- BRANO DI TESTO -
Il motivo è inammissibile. In disparte la questione teorica sull’applicabilità dell’art. 2390 cod. civ. anche alle società a responsabilità limitata, nel caso di specie va rilevato che la causa petendi dell ‘ azione di revoca dalla carica si basa sulla natura contrattuale del patto di non concorrenza, per effetto dell’accordo intervenuto tra l’RAGIONE_SOCIALE e la RAGIONE_SOCIALE. Da tanto consegue che il giudizio della Corte di appello inerente alla sussistenza della violazione del predetto accordo negoziale è indubitabilmente finalizzato alla valutazione della legittimità dell’intervenuta delibera di revoca dell’incarico e, siccome valutata anche con riferimento al profilo pattizio, fa ritenere il riferimento al divieto di concorrenza previsto per le società per azioni un argomento speso semplicemente ad abuntantiam , che in nessun caso può ritenersi esclusivamente fondante la decisione sul punto. Da tanto deriva l’ inammissibilità del motivo, per difetto di attinenza all ‘indicata ratio decidendi .
Secondo motivo: «2 – Violazione e/o falsa applicazione dell’art 2390 c.c. (se ritenuto applicabile) e/o degli artt. 1218, 1222 c.c. e 115 c.p.c., laddove il giudice del gravame ha erroneamente ritenuto che sussista violazione di divieto di concorrenza legale e/o pattizio, anche in mancanza della prova di reiterate condotte materiali dell’amministratore, concretamente produttive di danno a carico della società».
Il motivo è inammissibile perché, sotto l’apparente allegazione di una falsa applicazione della normativa indicata come lesa, tende in effetti a far compiere a questa Corte un’inammissibile riedizione del giudizio di merito sulla rilevanza e sulla gravità del comportamento addebitato all’amministratore dalla delibera di revoca dall’incarico, che la Corte territoriale ha effettuato con motivazione assolutamente intelligibile e adeguata sottraendosi, pertanto, a ogni possibile sindacato in merito da parte di questa Corte di legittimità.
Terzo motivo: «3 – Violazione e/o falsa applicazione degli artt. 1362, 1366, 1367 e 2596 c.c. laddove, nell’interpretare il patto di non concorrenza di cui all’accordo il giudice del gravame non ha ricercato la comune volontà delle parti limitandosi a recepire l’interpretazione, non di buona fede, prospettata dalle società appellanti».

- COMPITI PROPOSTI -
A. Raccogli ogni riga dei record che contiene la stringa "image", tenendo conto di maiuscole e minuscole.
B. Prosegui il brano sulla revoca dell'amministratore dal punto in cui si interrompe.
Il brano e i record non hanno alcun legame tra loro.

- RECORD FORNITI -
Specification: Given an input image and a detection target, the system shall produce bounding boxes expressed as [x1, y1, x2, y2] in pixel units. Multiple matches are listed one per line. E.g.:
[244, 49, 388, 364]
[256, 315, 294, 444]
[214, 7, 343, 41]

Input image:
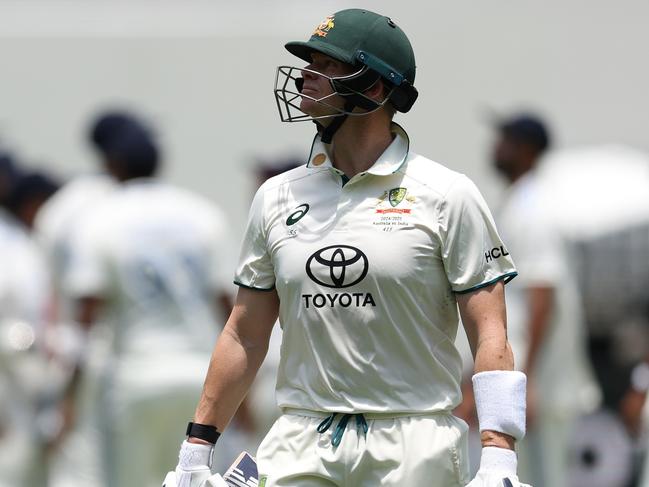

- RISPOSTE FORNITE -
A.
Specification: Given an input image and a detection target, the system shall produce bounding boxes expressed as [x1, y1, x2, y2] in pixel units. Multiple matches are listed one per line. E.g.:
Input image:

B.
Il motivo è inammissibile perché la ricorrente, sotto la rubrica della violazione delle norme sull’interpretazione dei contratti, deduce in realtà censure di merito, le quali presuppongono -ciò che invece non è consentito in sede di legittimità -l’esame degli atti di causa al fine di compiere accertamenti e valutazioni di fatto, riguardo al contesto della stipula del divieto di concorrenza, non contenuti nella sentenza impugnata.
Quarto motivo: «4 – Violazione e/o falsa applicazione dell’art 2390 c.c. (se ritenuto applicabile), laddove il giudice del gravame ha disatteso il principio di diritto secondo cui la nomina ad amministratore di persona che notoriamente esercita un’attività concorrente con quella della società costituisce implicita autorizzazione alla prosecuzione della stessa».
Il motivo è inammissibile in quanto, ancora una volta, sotto l’apparente allegazione di una falsa applicazione del divieto legislativo di non concorrenza, omette non solo di confrontarsi con la ratio decidendi della sentenza impugnata, che ha identificato una natura contrattuale e non legale del patto medesimo, ma finisce di nuovo per pretendere da questa Corte un ‘i nammissibile riedizione della valutazione delle prove, segnatamente in tema di sussistenza di elementi di presunta notorietà dell’attività svolta dall’amministratore revocato in concorrenza con la società con la quale aveva stipulato il patto di non concorrenza.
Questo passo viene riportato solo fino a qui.